What is expected: Write out each entry, exactly the way it appears.

Supplied records:
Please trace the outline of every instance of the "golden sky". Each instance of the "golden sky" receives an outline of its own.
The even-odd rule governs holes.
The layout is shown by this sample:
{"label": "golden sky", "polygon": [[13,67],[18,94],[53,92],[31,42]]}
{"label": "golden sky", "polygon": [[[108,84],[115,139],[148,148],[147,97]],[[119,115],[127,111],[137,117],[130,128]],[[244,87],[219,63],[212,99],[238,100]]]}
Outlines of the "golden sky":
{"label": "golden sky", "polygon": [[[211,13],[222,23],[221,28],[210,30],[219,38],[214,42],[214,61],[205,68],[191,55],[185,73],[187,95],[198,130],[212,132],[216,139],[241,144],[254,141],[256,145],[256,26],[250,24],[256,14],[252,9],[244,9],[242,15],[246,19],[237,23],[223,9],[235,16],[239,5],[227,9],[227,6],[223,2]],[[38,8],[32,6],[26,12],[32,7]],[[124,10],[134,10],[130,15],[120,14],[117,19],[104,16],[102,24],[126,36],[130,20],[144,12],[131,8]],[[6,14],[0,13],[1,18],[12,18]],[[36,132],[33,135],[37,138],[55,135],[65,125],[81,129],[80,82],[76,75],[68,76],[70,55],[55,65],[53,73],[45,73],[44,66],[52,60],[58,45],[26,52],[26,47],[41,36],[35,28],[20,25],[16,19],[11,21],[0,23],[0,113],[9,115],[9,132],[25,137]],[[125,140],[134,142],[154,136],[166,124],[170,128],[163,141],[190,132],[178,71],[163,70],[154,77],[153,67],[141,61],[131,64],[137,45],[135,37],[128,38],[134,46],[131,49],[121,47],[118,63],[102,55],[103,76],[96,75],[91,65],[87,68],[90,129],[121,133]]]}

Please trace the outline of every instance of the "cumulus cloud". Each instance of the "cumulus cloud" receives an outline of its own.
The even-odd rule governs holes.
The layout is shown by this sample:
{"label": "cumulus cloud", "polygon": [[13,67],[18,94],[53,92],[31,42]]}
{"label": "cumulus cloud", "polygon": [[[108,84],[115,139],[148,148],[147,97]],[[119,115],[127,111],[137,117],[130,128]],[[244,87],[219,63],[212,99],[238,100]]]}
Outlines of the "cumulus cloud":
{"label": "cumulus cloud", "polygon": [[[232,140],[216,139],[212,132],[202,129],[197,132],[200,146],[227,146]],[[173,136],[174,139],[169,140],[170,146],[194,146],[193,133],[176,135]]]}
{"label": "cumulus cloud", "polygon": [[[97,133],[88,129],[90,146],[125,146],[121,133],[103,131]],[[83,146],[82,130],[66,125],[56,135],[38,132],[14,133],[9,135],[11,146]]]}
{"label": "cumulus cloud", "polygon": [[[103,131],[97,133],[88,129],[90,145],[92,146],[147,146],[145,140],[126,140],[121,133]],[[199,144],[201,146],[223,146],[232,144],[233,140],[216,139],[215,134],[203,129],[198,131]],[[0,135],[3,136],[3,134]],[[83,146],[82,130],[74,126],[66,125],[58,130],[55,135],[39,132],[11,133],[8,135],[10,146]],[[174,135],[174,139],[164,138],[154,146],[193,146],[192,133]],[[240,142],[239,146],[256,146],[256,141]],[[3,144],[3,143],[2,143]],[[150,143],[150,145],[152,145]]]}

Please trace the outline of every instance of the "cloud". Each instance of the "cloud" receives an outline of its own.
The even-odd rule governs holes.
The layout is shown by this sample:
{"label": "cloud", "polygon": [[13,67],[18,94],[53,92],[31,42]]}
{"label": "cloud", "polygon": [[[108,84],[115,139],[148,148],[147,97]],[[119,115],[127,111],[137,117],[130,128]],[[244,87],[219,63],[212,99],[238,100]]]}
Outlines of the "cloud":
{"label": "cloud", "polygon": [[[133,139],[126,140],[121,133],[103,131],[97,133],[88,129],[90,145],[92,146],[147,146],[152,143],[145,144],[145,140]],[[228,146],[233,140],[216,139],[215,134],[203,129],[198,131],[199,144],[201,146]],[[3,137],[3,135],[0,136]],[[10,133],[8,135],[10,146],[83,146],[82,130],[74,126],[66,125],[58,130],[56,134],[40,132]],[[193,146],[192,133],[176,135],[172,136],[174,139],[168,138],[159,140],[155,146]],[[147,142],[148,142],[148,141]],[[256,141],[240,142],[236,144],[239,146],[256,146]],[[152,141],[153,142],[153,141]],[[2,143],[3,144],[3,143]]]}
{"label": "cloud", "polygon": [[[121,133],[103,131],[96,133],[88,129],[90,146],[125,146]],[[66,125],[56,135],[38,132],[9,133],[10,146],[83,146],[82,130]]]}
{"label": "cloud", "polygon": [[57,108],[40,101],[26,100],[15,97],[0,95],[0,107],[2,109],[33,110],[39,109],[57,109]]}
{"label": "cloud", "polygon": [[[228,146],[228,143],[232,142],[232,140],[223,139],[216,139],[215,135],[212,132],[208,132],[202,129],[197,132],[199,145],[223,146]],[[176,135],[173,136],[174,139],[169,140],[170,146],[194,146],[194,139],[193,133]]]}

Output:
Please trace the outline of every instance of the "golden sky". Each instance of the "golden sky" receives an outline of its own.
The even-odd rule governs holes.
The layout is shown by this sample:
{"label": "golden sky", "polygon": [[13,67],[18,94],[53,92],[31,42]]}
{"label": "golden sky", "polygon": [[[108,84],[115,139],[148,148],[147,97]],[[119,115],[127,111],[137,117],[130,128]],[[244,87],[219,63],[212,99],[238,100]]]}
Outlines of the "golden sky":
{"label": "golden sky", "polygon": [[[211,13],[222,23],[221,28],[210,30],[219,38],[214,42],[214,61],[205,68],[191,55],[185,73],[187,95],[198,130],[212,132],[216,139],[241,144],[254,141],[256,145],[256,26],[250,24],[256,14],[252,9],[244,9],[242,15],[246,19],[237,23],[223,9],[235,16],[239,5],[227,9],[227,6],[223,2]],[[38,8],[32,6],[26,12],[32,7]],[[124,10],[134,10],[130,15],[120,14],[117,19],[104,16],[102,24],[126,36],[130,20],[144,12],[131,8]],[[6,14],[0,13],[1,18],[12,18]],[[36,132],[33,135],[37,138],[55,135],[65,125],[81,129],[80,82],[76,75],[68,76],[70,55],[55,65],[53,73],[45,73],[44,66],[52,60],[58,45],[26,52],[26,47],[41,36],[35,28],[20,25],[16,19],[11,21],[0,23],[0,113],[9,115],[9,132],[25,137]],[[125,140],[134,142],[154,136],[166,124],[170,128],[163,141],[190,132],[178,71],[163,70],[154,77],[153,67],[141,61],[131,64],[137,45],[135,37],[128,38],[134,46],[131,49],[121,47],[118,63],[102,55],[103,76],[96,75],[91,65],[87,68],[90,129],[121,133]]]}

Please trace the outline of every instance of the "cumulus cloud". Each instance of the "cumulus cloud" receives an outline of its own.
The even-odd rule governs holes.
The layout is shown by this sample:
{"label": "cumulus cloud", "polygon": [[13,67],[18,94],[53,92],[31,42]]}
{"label": "cumulus cloud", "polygon": [[[108,84],[115,139],[148,148],[147,97]],[[119,115],[127,111],[137,117],[130,128]],[[244,87],[219,63],[212,99],[238,100]]]}
Outlines of the "cumulus cloud":
{"label": "cumulus cloud", "polygon": [[[232,140],[216,139],[212,132],[202,129],[197,132],[200,146],[227,146]],[[173,136],[174,139],[169,140],[170,146],[194,146],[193,133],[176,135]]]}
{"label": "cumulus cloud", "polygon": [[[97,133],[88,129],[90,146],[125,146],[121,133],[103,131]],[[83,146],[82,130],[66,125],[56,135],[38,132],[14,133],[9,135],[11,146]]]}
{"label": "cumulus cloud", "polygon": [[[103,131],[97,133],[88,129],[90,145],[92,146],[147,146],[145,140],[126,140],[121,133]],[[199,144],[201,146],[223,146],[232,144],[233,140],[216,139],[215,134],[203,129],[198,131]],[[0,135],[3,136],[3,134]],[[83,146],[82,130],[74,126],[66,125],[58,130],[55,135],[39,132],[11,133],[8,135],[10,146]],[[174,135],[174,139],[164,138],[154,146],[193,146],[192,133]],[[240,142],[239,146],[256,146],[256,141]],[[3,144],[3,143],[2,143]],[[150,143],[150,145],[152,145]]]}

Please trace the outline of every instance of the "cloud". Each instance of the "cloud" receives an outline of its own.
The even-odd rule governs holes.
The layout is shown by this sample:
{"label": "cloud", "polygon": [[13,67],[18,94],[53,92],[31,42]]}
{"label": "cloud", "polygon": [[[108,84],[115,139],[148,148],[147,97]],[[119,115],[127,111],[137,117],[130,128]],[[244,87],[219,63],[212,99],[238,100]]]}
Outlines of the "cloud":
{"label": "cloud", "polygon": [[[133,139],[126,140],[121,133],[103,131],[97,133],[88,129],[90,145],[92,146],[147,146],[152,143],[145,144],[145,140]],[[228,146],[233,140],[216,139],[215,134],[203,129],[198,131],[199,144],[201,146]],[[3,137],[3,135],[0,136]],[[10,133],[8,135],[10,146],[83,146],[82,130],[74,126],[66,125],[58,130],[56,134],[40,132]],[[193,146],[192,133],[176,135],[172,136],[174,139],[168,138],[159,140],[155,146]],[[147,142],[148,142],[148,141]],[[256,141],[240,142],[236,144],[239,146],[256,146]],[[152,141],[153,142],[153,141]],[[2,143],[3,144],[3,143]]]}
{"label": "cloud", "polygon": [[[121,133],[103,131],[96,133],[88,129],[90,146],[125,146]],[[66,125],[56,135],[38,132],[9,133],[10,146],[83,146],[82,130]]]}
{"label": "cloud", "polygon": [[57,108],[40,101],[26,100],[15,97],[0,95],[0,107],[2,109],[33,110],[39,109],[57,109]]}
{"label": "cloud", "polygon": [[[228,146],[228,143],[232,142],[232,140],[223,139],[216,139],[215,135],[212,132],[208,132],[202,129],[197,132],[199,145],[223,146]],[[176,135],[173,136],[174,139],[169,140],[170,146],[194,146],[194,139],[193,133]]]}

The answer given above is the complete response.